**Quoted passage**
=-=-=

Filted out duplicate articles which have similar title or description

I like this newsblur so much… change from google reader to this as fist time use. and going apply premium for sure.

ALL look like perfect but i always got the issue with duplicate articles in some my favorite news feed.

Some news site they has their own content and also sync content with other site… so the content is duplicated … only the link difference and … some difference on title
for eg: both NYT and ABC has the same articles about one thing… they just have a little differ in title and description.

Other case is on the same site there are two feeds …
one is for all news update feed, other is for one topic feed only
so they both has same articles some time. when i go to all articles feed… there are many articles which i open still not marked as read ( which been open from one topic feed )…

the urls and title of those articles from both feed is slightly difference ( they put tracking number on end, and add some word on title ) , about 20% differ

Conclusion

could the news blur filted out the articles which have similar title and description base on keywords

so when looking at the news list… i can see the article with color maybe blue … which have similar content, title with other one, the newest one have normal color

or beside three option of intelligent trainer ( red, green, yellow), we have other option switch … that help not show similar articles ( only show fist one ).

or may be just group them in to one … if click in the link will open the fist one, if click on the button next to link … can drop down all similar article …

thanks

5 Likes

Ars Technica has lots of duplicates today too.

Yeah, this is an ideal goal, but it’s quite hard. If I ever ramp up NewsBlur to a full-time development shop with multiple engineers, this problem will get attacked.

=-=-=

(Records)
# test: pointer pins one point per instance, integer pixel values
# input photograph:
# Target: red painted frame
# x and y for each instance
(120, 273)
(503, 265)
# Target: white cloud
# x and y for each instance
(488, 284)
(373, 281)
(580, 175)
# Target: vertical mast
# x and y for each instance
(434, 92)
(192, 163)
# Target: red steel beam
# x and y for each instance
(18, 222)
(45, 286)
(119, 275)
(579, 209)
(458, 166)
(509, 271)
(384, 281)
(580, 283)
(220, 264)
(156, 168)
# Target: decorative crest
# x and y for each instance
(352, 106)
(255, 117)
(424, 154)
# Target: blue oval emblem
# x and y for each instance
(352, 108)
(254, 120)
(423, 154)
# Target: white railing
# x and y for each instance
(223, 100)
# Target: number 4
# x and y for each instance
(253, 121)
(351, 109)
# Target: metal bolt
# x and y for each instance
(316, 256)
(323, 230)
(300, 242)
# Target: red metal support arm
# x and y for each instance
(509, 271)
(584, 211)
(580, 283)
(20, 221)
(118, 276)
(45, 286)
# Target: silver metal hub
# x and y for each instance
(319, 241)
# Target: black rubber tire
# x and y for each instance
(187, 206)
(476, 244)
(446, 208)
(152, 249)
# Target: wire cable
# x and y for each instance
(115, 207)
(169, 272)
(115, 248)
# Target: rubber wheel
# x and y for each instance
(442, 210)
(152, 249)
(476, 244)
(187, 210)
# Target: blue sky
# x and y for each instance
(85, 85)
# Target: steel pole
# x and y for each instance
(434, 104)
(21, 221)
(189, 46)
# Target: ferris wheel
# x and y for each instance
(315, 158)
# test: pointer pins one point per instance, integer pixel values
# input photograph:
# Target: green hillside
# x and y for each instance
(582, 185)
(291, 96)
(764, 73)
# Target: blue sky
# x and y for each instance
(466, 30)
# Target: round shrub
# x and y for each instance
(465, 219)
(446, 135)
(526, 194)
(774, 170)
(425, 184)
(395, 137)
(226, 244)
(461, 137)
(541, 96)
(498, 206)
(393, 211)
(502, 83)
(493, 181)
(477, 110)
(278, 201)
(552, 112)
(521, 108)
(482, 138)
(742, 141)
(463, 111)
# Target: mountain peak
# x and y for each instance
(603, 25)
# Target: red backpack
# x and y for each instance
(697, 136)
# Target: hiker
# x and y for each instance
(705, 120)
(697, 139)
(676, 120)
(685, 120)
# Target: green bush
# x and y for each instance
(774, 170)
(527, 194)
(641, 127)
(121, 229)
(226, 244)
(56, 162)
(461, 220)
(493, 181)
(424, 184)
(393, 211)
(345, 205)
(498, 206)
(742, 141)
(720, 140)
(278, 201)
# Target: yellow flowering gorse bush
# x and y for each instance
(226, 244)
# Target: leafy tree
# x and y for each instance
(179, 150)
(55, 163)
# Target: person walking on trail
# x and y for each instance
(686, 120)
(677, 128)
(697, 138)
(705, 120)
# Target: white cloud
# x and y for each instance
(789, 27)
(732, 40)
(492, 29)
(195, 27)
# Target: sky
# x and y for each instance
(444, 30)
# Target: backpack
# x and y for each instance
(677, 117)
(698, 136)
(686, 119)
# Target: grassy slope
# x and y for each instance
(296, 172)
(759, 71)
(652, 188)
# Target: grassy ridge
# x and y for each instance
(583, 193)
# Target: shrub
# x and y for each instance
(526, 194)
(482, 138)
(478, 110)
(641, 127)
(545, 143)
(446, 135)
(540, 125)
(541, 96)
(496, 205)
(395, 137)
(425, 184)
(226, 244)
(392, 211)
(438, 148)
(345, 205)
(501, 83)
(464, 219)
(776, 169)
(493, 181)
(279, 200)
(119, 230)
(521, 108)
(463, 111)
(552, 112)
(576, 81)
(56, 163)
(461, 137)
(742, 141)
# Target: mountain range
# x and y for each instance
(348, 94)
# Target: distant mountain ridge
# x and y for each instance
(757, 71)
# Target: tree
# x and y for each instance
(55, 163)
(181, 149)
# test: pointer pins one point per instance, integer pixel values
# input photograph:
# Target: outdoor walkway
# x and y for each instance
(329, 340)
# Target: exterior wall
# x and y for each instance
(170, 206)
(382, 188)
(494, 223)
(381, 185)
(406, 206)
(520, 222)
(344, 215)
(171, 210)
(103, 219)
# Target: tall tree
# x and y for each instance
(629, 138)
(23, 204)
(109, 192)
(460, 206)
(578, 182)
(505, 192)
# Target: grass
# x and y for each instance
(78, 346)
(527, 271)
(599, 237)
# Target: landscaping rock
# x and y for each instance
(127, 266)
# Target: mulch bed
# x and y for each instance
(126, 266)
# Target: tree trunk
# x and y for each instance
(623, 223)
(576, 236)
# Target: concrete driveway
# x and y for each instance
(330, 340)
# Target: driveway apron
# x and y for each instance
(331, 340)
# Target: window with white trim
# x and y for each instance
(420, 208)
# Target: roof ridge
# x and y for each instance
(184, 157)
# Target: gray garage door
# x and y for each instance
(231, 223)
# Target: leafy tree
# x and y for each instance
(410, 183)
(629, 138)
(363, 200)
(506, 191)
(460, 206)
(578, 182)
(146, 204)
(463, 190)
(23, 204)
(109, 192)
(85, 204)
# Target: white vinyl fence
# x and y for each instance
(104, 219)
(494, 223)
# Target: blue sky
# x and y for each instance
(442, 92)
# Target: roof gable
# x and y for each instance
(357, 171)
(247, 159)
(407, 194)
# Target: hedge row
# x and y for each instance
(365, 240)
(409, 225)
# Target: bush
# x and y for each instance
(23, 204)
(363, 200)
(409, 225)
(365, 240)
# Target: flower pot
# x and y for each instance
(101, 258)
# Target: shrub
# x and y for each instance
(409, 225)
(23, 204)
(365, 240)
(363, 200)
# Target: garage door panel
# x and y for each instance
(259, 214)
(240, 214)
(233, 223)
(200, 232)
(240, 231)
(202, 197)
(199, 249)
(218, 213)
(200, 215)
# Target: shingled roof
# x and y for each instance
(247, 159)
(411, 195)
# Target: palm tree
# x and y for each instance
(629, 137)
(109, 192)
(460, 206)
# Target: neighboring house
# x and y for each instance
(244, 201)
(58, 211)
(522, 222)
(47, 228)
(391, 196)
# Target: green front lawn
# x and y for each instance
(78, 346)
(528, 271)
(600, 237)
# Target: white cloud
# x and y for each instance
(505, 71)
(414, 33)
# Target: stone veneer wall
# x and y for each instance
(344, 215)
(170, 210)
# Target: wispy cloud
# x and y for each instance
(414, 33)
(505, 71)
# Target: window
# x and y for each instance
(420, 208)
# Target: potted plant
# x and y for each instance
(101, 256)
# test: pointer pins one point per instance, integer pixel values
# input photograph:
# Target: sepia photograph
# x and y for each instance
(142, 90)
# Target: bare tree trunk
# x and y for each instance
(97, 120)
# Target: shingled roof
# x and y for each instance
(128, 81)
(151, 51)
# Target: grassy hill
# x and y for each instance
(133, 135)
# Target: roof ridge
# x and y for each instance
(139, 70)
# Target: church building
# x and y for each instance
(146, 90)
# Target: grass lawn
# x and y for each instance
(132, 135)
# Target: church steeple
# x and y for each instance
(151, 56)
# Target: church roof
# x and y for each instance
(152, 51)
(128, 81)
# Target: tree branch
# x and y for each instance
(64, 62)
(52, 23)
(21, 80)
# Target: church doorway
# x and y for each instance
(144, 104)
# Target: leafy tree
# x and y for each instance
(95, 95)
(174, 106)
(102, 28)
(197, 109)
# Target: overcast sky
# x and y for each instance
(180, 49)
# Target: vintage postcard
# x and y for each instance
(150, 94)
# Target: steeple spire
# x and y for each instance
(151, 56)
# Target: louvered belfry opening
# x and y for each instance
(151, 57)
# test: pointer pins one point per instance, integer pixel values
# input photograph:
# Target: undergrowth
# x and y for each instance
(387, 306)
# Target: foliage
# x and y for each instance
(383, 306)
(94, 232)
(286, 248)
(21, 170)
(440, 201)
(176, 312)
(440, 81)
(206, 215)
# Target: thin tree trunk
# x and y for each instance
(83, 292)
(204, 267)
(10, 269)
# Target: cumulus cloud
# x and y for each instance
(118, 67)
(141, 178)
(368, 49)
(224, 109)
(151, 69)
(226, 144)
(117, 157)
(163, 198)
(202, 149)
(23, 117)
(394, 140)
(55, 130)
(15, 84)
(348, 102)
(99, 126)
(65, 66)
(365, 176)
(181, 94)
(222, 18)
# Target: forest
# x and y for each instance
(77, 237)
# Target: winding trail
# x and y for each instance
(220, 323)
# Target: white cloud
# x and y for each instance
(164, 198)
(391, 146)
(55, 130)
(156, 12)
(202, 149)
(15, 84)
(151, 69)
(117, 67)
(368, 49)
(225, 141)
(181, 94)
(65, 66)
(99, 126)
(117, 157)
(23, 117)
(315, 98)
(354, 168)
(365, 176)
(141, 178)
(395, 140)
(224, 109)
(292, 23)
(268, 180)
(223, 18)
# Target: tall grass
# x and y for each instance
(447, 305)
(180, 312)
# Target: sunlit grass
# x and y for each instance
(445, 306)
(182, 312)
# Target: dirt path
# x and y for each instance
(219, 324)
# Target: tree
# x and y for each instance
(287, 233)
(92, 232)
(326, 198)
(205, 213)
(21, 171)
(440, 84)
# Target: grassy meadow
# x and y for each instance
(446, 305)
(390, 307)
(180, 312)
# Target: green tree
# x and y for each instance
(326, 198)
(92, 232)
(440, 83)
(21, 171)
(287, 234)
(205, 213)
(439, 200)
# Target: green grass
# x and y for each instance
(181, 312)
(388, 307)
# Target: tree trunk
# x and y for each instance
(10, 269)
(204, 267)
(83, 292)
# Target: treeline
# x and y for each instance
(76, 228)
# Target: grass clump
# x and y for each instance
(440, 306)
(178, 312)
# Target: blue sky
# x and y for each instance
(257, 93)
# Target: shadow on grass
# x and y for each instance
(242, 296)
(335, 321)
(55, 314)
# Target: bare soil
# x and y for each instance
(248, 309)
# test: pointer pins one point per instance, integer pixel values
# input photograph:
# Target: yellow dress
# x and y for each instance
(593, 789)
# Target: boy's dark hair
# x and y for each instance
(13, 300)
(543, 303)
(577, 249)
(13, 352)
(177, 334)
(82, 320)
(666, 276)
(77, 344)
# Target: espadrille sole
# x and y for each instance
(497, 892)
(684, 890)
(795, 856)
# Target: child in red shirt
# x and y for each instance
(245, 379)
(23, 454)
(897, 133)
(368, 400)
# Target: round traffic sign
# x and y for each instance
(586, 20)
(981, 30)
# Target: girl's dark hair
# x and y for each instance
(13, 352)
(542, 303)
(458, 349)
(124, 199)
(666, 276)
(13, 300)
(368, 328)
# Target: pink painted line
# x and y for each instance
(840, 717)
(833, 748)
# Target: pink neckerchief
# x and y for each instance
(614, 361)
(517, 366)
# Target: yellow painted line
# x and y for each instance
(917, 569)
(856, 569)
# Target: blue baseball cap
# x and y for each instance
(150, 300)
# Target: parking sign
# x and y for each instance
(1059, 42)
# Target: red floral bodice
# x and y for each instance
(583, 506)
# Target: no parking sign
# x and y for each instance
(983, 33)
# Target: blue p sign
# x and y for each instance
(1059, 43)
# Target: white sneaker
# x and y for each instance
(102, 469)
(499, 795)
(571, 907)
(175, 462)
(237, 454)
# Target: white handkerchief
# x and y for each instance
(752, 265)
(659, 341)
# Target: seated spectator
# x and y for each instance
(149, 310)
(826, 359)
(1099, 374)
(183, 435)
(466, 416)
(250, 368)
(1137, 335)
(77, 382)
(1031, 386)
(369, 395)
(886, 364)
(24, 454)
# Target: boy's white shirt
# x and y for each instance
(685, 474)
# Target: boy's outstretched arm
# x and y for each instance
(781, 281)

=-=-=

**Given exercise 1**
Quote the forum thread about duplicate articles exactly, starting with "or may be just" and going on through "duplicates today too.".
**Given exercise 2**
Pick out every line of the rows that contains the string "steel".
The forum thread and the rows are unrelated pieces of material.

**Full solution 1**
or may be just group them in to one … if click in the link will open the fist one, if click on the button next to link … can drop down all similar article …

thanks

5 Likes

Ars Technica has lots of duplicates today too.

**Full solution 2**
# Target: red steel beam
# Target: steel pole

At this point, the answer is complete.